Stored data
= Beginning of Section =
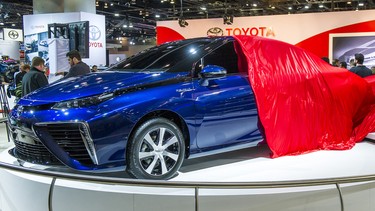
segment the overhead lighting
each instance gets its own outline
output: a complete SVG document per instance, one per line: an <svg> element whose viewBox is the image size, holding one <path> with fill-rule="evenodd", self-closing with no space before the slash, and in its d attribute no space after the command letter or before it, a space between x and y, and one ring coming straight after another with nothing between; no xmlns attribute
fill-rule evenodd
<svg viewBox="0 0 375 211"><path fill-rule="evenodd" d="M186 22L185 18L183 16L181 16L180 18L178 18L178 24L181 26L181 27L186 27L186 26L189 26L189 23Z"/></svg>
<svg viewBox="0 0 375 211"><path fill-rule="evenodd" d="M118 13L115 13L115 16L116 16L116 17L118 17L118 16L120 16L120 14L118 14Z"/></svg>
<svg viewBox="0 0 375 211"><path fill-rule="evenodd" d="M348 2L346 2L346 4L352 4L352 2L351 2L351 1L348 1Z"/></svg>
<svg viewBox="0 0 375 211"><path fill-rule="evenodd" d="M108 3L107 2L104 3L104 8L108 8Z"/></svg>
<svg viewBox="0 0 375 211"><path fill-rule="evenodd" d="M232 25L233 24L233 15L227 14L227 0L225 0L225 13L223 15L223 23L226 25Z"/></svg>
<svg viewBox="0 0 375 211"><path fill-rule="evenodd" d="M171 1L172 3L172 1ZM180 27L186 27L186 26L189 26L188 22L186 22L185 18L184 18L184 10L182 9L182 0L180 2L180 17L178 18L178 25L180 25Z"/></svg>
<svg viewBox="0 0 375 211"><path fill-rule="evenodd" d="M253 4L253 7L257 7L258 5L257 4Z"/></svg>
<svg viewBox="0 0 375 211"><path fill-rule="evenodd" d="M96 1L95 6L99 7L99 2L98 1Z"/></svg>
<svg viewBox="0 0 375 211"><path fill-rule="evenodd" d="M110 5L111 5L111 7L112 7L112 6L113 6L113 3L111 3Z"/></svg>
<svg viewBox="0 0 375 211"><path fill-rule="evenodd" d="M127 24L124 24L124 25L122 25L122 27L124 27L124 28L128 28L128 25L127 25Z"/></svg>
<svg viewBox="0 0 375 211"><path fill-rule="evenodd" d="M233 15L224 14L223 23L226 24L226 25L232 25L233 24Z"/></svg>
<svg viewBox="0 0 375 211"><path fill-rule="evenodd" d="M309 7L309 5L305 5L305 9L309 9L310 7Z"/></svg>
<svg viewBox="0 0 375 211"><path fill-rule="evenodd" d="M205 6L202 6L202 7L201 7L201 10L204 10L204 11L206 11L206 10L207 10L207 7L205 7Z"/></svg>
<svg viewBox="0 0 375 211"><path fill-rule="evenodd" d="M129 27L130 27L130 28L133 28L133 24L132 24L132 23L129 23Z"/></svg>
<svg viewBox="0 0 375 211"><path fill-rule="evenodd" d="M323 4L319 4L319 8L323 8L324 7L324 5Z"/></svg>
<svg viewBox="0 0 375 211"><path fill-rule="evenodd" d="M288 7L288 10L292 10L293 9L293 7Z"/></svg>
<svg viewBox="0 0 375 211"><path fill-rule="evenodd" d="M160 18L160 15L159 15L159 14L156 14L156 15L155 15L155 18Z"/></svg>
<svg viewBox="0 0 375 211"><path fill-rule="evenodd" d="M363 2L359 2L358 6L363 7L365 4Z"/></svg>

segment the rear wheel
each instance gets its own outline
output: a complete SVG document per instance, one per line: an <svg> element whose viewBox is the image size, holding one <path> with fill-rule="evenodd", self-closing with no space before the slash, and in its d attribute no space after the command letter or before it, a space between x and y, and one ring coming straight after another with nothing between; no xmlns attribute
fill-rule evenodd
<svg viewBox="0 0 375 211"><path fill-rule="evenodd" d="M181 130L165 118L140 125L129 140L127 169L139 179L170 179L177 174L185 156Z"/></svg>

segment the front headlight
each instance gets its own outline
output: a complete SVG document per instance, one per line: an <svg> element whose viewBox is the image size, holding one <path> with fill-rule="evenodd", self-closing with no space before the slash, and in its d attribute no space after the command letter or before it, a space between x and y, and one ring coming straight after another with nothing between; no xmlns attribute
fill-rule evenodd
<svg viewBox="0 0 375 211"><path fill-rule="evenodd" d="M104 101L111 99L114 96L113 93L104 93L101 95L85 97L85 98L78 98L68 101L62 101L56 103L52 106L52 109L69 109L69 108L82 108L82 107L89 107L98 105Z"/></svg>

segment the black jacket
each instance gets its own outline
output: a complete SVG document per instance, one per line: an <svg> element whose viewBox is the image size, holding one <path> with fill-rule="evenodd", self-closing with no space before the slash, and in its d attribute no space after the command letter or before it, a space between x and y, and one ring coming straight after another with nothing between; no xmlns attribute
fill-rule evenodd
<svg viewBox="0 0 375 211"><path fill-rule="evenodd" d="M357 65L355 67L352 67L350 69L350 72L353 72L353 73L361 76L362 78L372 75L372 71L369 68L367 68L366 66L363 66L363 65Z"/></svg>
<svg viewBox="0 0 375 211"><path fill-rule="evenodd" d="M65 76L65 78L85 75L87 73L90 73L90 67L81 61L69 69L69 73Z"/></svg>
<svg viewBox="0 0 375 211"><path fill-rule="evenodd" d="M48 85L48 80L44 72L31 67L22 78L22 97L46 85Z"/></svg>

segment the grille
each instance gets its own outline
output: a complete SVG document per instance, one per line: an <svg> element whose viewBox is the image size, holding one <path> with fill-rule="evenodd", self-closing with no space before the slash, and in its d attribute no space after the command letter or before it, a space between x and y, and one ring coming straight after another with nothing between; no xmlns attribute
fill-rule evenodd
<svg viewBox="0 0 375 211"><path fill-rule="evenodd" d="M16 147L15 156L21 160L44 165L61 165L55 156L53 156L40 142L37 144L27 144L14 140Z"/></svg>
<svg viewBox="0 0 375 211"><path fill-rule="evenodd" d="M81 135L80 123L48 124L45 126L54 141L73 159L85 165L93 162Z"/></svg>

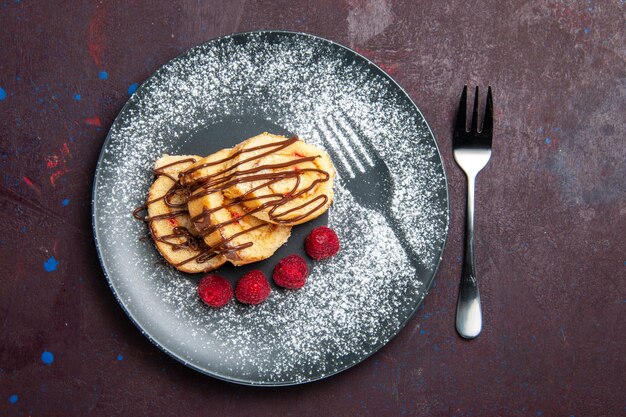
= End of Section =
EXERCISE INSTRUCTIONS:
Reply with nothing but the number of lines in the data above that contain "segment".

TASK OUTPUT:
5